- **Supplied passage**
+ + + + +
She was built by the Valmet Oy Vuosaari shipyard in Helsinki, Finland with yard number 315 as a barge carrier (LASH carrier) in September 1984. The 158.9 m (LOA) long vessel has a beam of 30.3 m, a depth of 15.5 m and a draft of 4.9 m registered. Two four-stroke diesel engines with nine single-acting cylinders of Type 9R32 (230x310) manufactured by the Finnish Wärtsilä Diesel Oy give a total of 7559 hp on two screws propelling the vessel at 13.5 knot. By tonnage, she has a cargo capacity of .

She saw service under the names Pavel Antokolsky, Smit Explorer and Explorer before she was sold in 2011 to Karpowership.

==Powership==
The originally barge carrier was converted into a Powership at the Sedef Shipyard in Tuzla, Istanbul. She was renamed Karadeniz Powership Zeynep Sultan (KPS11). The construction cost was partly financed by a credit in amount of US$75 million shared by the German Investment Corp. (DEG), Netherlands Development Finance Co. (FMO) and Cordiant Capital Inc./ICF International. She has a generation capacity of 125 MW on dual-fuel (HFO- and gas-fired). The vessel is registered under the Liberian flag with homeport Monrovia.

On 27 October 2015, the Powership set sail to Jakarta, Indonesia departing from Istanbul following a farewell ceremony, at which another Powership of the fleet, the KPS7 – Karadeniz Powership Ayşegül Sultan, weighed anchor to head to Ghana. Karadeniz Powership Zeynep Sultan arrived to Jakarta by the end of November 2015, and sailed to Amurang, where she is helping to resolve the perennial power cuts in North Sulawesi.
+ + + + +
- **Records shown**
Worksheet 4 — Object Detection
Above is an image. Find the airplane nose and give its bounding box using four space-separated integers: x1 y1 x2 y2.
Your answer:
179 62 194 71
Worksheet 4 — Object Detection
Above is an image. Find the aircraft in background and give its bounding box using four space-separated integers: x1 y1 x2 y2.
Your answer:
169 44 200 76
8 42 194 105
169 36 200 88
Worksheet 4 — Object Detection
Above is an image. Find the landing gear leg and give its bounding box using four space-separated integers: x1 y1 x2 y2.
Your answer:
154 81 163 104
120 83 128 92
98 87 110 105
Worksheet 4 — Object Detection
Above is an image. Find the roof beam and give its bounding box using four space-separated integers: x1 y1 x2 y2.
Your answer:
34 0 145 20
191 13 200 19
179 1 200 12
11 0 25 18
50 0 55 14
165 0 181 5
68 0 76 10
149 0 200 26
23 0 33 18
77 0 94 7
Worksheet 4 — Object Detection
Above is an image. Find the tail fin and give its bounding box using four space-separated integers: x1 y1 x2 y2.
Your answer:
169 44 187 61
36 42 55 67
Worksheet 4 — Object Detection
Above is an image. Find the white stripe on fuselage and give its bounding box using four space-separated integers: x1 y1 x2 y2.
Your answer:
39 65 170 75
+ + + + +
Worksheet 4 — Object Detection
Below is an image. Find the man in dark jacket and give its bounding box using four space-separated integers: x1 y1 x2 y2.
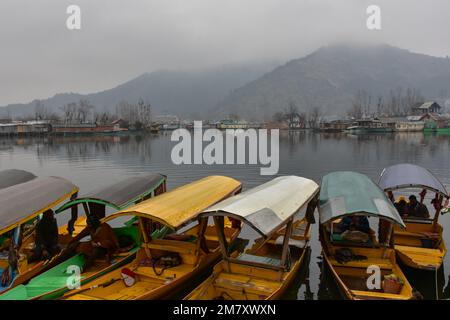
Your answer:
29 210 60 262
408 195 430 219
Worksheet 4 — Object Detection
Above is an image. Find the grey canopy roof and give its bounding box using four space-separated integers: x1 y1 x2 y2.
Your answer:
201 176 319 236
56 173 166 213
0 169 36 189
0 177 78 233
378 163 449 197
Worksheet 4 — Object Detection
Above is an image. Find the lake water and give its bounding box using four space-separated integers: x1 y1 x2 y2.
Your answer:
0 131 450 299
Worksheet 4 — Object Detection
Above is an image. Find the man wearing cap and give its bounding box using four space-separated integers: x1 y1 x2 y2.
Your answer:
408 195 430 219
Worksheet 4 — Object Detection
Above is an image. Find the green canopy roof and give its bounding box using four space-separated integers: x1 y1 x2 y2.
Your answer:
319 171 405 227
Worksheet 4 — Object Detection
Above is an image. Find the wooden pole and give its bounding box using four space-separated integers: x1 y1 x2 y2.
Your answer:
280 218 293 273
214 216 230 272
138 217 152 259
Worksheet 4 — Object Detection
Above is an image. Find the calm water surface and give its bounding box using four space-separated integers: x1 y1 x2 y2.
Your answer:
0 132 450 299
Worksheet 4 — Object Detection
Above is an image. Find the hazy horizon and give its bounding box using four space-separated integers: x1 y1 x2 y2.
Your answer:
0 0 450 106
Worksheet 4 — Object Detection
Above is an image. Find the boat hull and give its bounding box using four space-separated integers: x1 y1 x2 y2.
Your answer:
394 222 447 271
+ + + + +
- **Exercises**
**a)** Answer these questions using the text on the vessel Karadeniz Powership Zeynep Sultan.
(i) In what month and year did the Valmet Oy Vuosaari shipyard build her?
(ii) At which shipyard was she converted into a Powership?
(iii) Which Powership left Istanbul for Ghana during the same farewell ceremony?
**b)** Write a continuation of the text on the vessel Karadeniz Powership Zeynep Sultan, beginning right after its final sentence.

- **Expected outputs**
**a)**
(i) September 1984
(ii) The Sedef Shipyard in Tuzla, Istanbul
(iii) The KPS7 – Karadeniz Powership Ayşegül Sultan

**b)**
==Ship's registry==
- ex-MV Pavel Antokolsky owned by Ukrainian Danube Shipping Co. based in Izmail, Ukraine registered in the Ukrainian SSR with homeport Izmail until January 1992 and in Ukraine with homeport Izmail until 14 June 1992,
- ex-MV Smit Explorer owned by Smit Transport & Heavy Lift B.V. based in Rotterdam, Netherlands registered in Malta with homeport Valletta until 2000, and owned by Navigo Management Co. Ltd. based in Singapore registered in Singapore with homeport Singapore until 23 January 2001, and owned by Navigo Management Co. Ltd. based in Limassol, Cyprus registered in the Bahamas with homeport Nassau until 16 December 2003,
- ex-MV Explorer owned by Dockwise Shipping based in Breda, Netherlands registered in the Netherlands Antilles with homeport Willemstad until 10 October 2010 and registered in Curaçao with homeport Willemstad until April 2011.